(Given data)

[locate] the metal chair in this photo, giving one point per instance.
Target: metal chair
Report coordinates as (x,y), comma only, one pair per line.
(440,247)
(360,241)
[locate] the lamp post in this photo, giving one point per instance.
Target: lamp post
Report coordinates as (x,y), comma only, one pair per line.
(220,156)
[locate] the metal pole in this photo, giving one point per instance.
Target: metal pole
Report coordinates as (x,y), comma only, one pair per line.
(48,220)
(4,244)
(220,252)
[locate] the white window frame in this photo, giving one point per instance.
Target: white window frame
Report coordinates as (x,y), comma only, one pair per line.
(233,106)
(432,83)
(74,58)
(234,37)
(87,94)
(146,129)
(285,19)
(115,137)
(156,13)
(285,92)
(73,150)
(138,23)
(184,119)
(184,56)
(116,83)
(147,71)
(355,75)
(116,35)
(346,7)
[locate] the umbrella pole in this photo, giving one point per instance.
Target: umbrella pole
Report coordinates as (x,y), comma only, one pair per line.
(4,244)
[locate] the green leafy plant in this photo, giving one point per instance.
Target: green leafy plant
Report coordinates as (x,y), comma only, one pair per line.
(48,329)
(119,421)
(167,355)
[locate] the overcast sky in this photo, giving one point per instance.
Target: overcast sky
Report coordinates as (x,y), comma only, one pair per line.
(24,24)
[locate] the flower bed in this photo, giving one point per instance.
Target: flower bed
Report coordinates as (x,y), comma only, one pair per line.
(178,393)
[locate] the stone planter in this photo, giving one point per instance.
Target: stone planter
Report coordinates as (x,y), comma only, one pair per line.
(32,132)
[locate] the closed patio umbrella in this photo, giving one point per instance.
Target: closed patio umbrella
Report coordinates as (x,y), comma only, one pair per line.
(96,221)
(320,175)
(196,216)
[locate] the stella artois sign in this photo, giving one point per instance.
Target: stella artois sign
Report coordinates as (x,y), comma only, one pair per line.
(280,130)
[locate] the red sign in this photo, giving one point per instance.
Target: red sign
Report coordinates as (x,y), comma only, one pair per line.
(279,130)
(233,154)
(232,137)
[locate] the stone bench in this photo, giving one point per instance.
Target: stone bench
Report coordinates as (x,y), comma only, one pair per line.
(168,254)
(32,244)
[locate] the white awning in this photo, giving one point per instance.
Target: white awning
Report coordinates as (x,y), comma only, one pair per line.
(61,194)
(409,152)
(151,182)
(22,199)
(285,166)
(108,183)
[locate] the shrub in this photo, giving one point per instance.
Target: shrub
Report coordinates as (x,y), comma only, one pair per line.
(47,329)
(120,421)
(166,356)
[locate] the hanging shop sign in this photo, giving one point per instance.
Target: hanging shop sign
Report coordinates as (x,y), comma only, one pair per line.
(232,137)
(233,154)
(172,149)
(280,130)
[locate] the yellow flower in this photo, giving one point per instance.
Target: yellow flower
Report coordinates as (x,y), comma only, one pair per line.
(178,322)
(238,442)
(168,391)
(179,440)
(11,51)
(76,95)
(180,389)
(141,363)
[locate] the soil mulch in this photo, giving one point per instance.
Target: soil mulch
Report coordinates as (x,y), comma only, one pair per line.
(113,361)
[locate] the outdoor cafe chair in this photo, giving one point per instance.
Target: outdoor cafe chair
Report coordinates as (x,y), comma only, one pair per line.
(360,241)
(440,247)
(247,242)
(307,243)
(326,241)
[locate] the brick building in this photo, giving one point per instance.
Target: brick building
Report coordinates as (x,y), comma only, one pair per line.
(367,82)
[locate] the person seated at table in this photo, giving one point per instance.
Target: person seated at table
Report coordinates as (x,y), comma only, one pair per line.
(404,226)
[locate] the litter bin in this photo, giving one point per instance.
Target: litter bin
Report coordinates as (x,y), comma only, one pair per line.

(End Given data)

Counting only lines that contain the string "planter", how many are there in the data above? Give the number alone.

2